◆ Consigne
Reproduisez sans rien modifier le passage de l’entretien avec Emmanuel Moynot qui va de « En tant que » jusqu’à « tel souhait ? ».

◆ Texte source
Le trait est noir, l’ambiance est bien souvent crépusculaire mais l’humanité n’est totalement jamais absente chez Emmanuel Moynot. L’humour s’impose même ! Avec les sorties BD de « La Philosophie dans la Savane » (farce à la fois spirituelle et naturiste) et « L’Assommoir » (adaptation contemporaine du chef d’œuvre d’Emile Zola), Moynot impose son style graphique partout. Il y a chez lui un véritable regard de metteur de scène (même l’environnement est un personnage à part entière) mais également un regard de conteur (il aime profondément ses personnages). Depuis près de 40 ans, Emmanuel Moynot dessine ses passions. Cela continue avec « Cherchez Charlie » (éditions Sarbacane)…

Entretien.

.
.
.
.

Y’a-t-il un pur style Moynot ?

.
.
.
.

J’ai en tout cas des préférences sur le plan narratif et visuel. J’ai toujours cherché à élargir mon champ de travail afin de me maintenir en éveil !

En tant que lecteur et auteur, je suis avant tout intéressé par le récit noir. Le genre est large – il va du simple polar à la noirceur psychologique.

.
.
.

« L’Enfer du Jour » (1983) est votre première bande dessinée. Histoire noire qui montre un Paris détaillé mais abîmé par l’univers des drogues. Vous ajoutez trois chapitres à « L’Enfer du Jour » en 1995. Pourquoi un tel souhait ?

.
.
.
.

Dès la publication de « L’Enfer du jour », je me disais que je pouvais tout à fait raconter la suite, des années plus tard. Alors que j’avais plein de projets en tête, l’idée de retravailler « L’Enfer du jour » a resurgi. Je voulais redessiner cette bande dessinée sous un autre format. J’aimais l’histoire – notamment la naïveté du personnage principal que j’avais choisi comme arc narratif afin de palier à ma propre naïveté. (Je n’avais alors que 23 ans). C’est d’ailleurs un artifice que j’ai réutilisé dans Le Temps des bombes. Cependant, je trouvais le dessin d’origine contraint et maladroit. L’éditeur Henri Filippini m’avait demandé un style réaliste qui n’était pas ma manière habituelle. Par conséquent, j’ai voulu réaliser une seconde version. 

.
.
.
.

Enregistrements de pointage d’objets sur photos
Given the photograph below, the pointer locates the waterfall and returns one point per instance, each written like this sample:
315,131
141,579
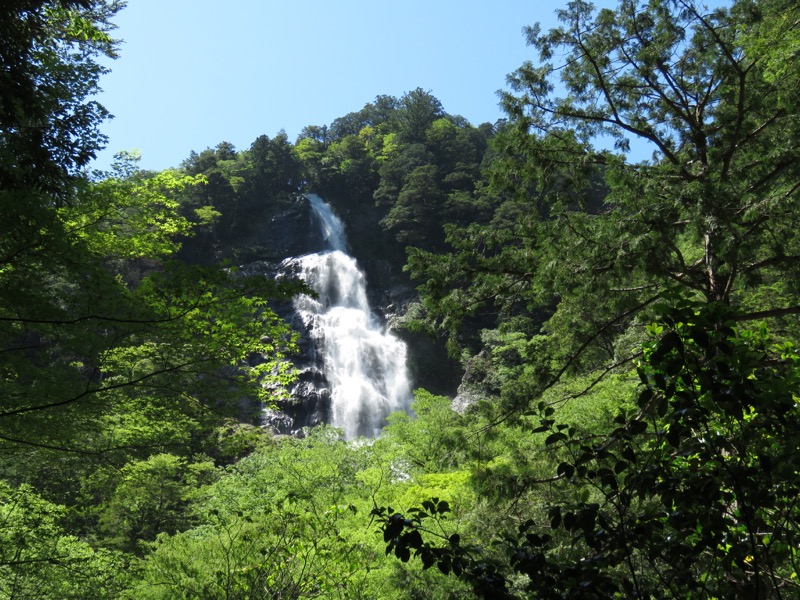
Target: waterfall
363,364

◆ Résultat obtenu
En tant que lecteur et auteur, je suis avant tout intéressé par le récit noir. Le genre est large – il va du simple polar à la noirceur psychologique.

.
.
.

« L’Enfer du Jour » (1983) est votre première bande dessinée. Histoire noire qui montre un Paris détaillé mais abîmé par l’univers des drogues. Vous ajoutez trois chapitres à « L’Enfer du Jour » en 1995. Pourquoi un tel souhait ?